- Trabajo requerido
Transcribe sin cambios el pasaje del relato sobre Líber y la pañoleta que empieza en "No entiende bien" y termina en "Congo o Bolivia.".

- Fragmento de la página
---

A Líber todavía no le gusta la escuela. Prefiere las antiguas carreras y juegos del círculo infantil a estar tantas horas sentado atendiendo a la maestra. Aún no conoce todas las letras, no sabe leer ni escribir, pero la primera palabra que quiere aprender es «pañoleta».
No entiende bien todavía por qué unos en su escuela la llevan azul y otros roja, pero esperó por este miércoles más, incluso, que por su cumpleaños.
Mamá le explicó que un 8 de octubre murió el Che, y aunque él ha escuchado mencionar ese nombre, no sabe de su viaje en motocicleta por varios países de Latinoamérica, ni de la amistad que lo trajo a Cuba en el Granma, ni de las madrugadas con asma —la misma enfermedad que su hermano padece—, ni de sus luchas en el Congo o Bolivia.
No puede entender a sus seis años quién fue Ernesto Guevara, pero percibe que debe ser alguien importante y querido, porque para recordarlo la escuela estuvo de fiesta y los niños repiten que quieren ser como él.
Un compañero de aula, a quien apenas conoce (solo ha pasado un mes desde que empezara el curso), expresa orgulloso que lleva el mismo nombre del Guerrillero Heroico, porque nació un 14 de junio.
Tampoco él sabe de la Batalla de Santa Clara, de su discurso en las Naciones Unidas y mucho menos que se convirtió en un santo por allá por La Higuera boliviana. Le basta entender que fue bueno y justo, como le ha dicho su papá.
Líber y Ernestico se sientan juntos en la segunda mesa de la fila del medio y hoy ellos no han parado de hablar del Che.
Aunque siempre uno llega muy temprano, cuando abuelo lo lleva en bicicleta, y el otro como vive muy cerca sale de casa más tarde y se demora más, esta mañana se han encontrado en la puerta de la primaria y han entrado de la mano.
Como si hubiera sido una tarea, Líber le comenta a su amigo: «¿Sabías que no era cubano (aunque ni sabe dónde queda Argentina) y que fue médico, como tu papá? ¡Y dice mi abuela que le gustaban los niños!».
Entonces, con la misma alegría con que unos años antes identificaban los colores, reconocen el rostro del rosarino en los cuadros del pasillo y del aula, la valla que se ve desde la esquina, el pulóver del director…
«Yo también quiero viajar por el mundo liberando a los pueblos», ha dicho uno entusiasmado. «Y yo voy a dejarme el pelo largo», ha respondido el otro.
Sin dejar de soñar, ya están formados en la plaza. Y en el colofón de un acto muy bonito, a Líber y a Ernesto, como a sus compañeros, por primera vez les pone la pañoleta azul.
Hoy será un día inolvidable, porque los dos pequeños andan recorriendo la Sierra, durmiendo en hamacas o disparándoles a los guardias de Batista. Se imaginan vestidos de uniforme verdeolivo, montados en un tractor en plena zafra, cortando caña…
Líber y Ernesto sueñan mientras permanecen firmes en la formación. Es como si la pañoleta les hubiera anudado un par de recuerdos «guerrilleros». Y quieren ser rebeldes, aunque por el grado entren en la categoría de moncadistas. Son de los barbudos y luchan por la libertad, como en algún juego de computación.
De momento, una niña ha gritado la consigna desde la tribuna. No hacen falta más hechos. No saben ahora mismo por qué, pero lo tienen claro: ¡Seremos como el Che!

---

- Registros proporcionados
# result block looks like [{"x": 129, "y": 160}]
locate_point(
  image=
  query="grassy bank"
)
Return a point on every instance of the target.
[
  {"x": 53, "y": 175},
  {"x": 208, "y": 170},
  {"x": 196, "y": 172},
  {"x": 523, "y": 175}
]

---

- Solución
No entiende bien todavía por qué unos en su escuela la llevan azul y otros roja, pero esperó por este miércoles más, incluso, que por su cumpleaños.
Mamá le explicó que un 8 de octubre murió el Che, y aunque él ha escuchado mencionar ese nombre, no sabe de su viaje en motocicleta por varios países de Latinoamérica, ni de la amistad que lo trajo a Cuba en el Granma, ni de las madrugadas con asma —la misma enfermedad que su hermano padece—, ni de sus luchas en el Congo o Bolivia.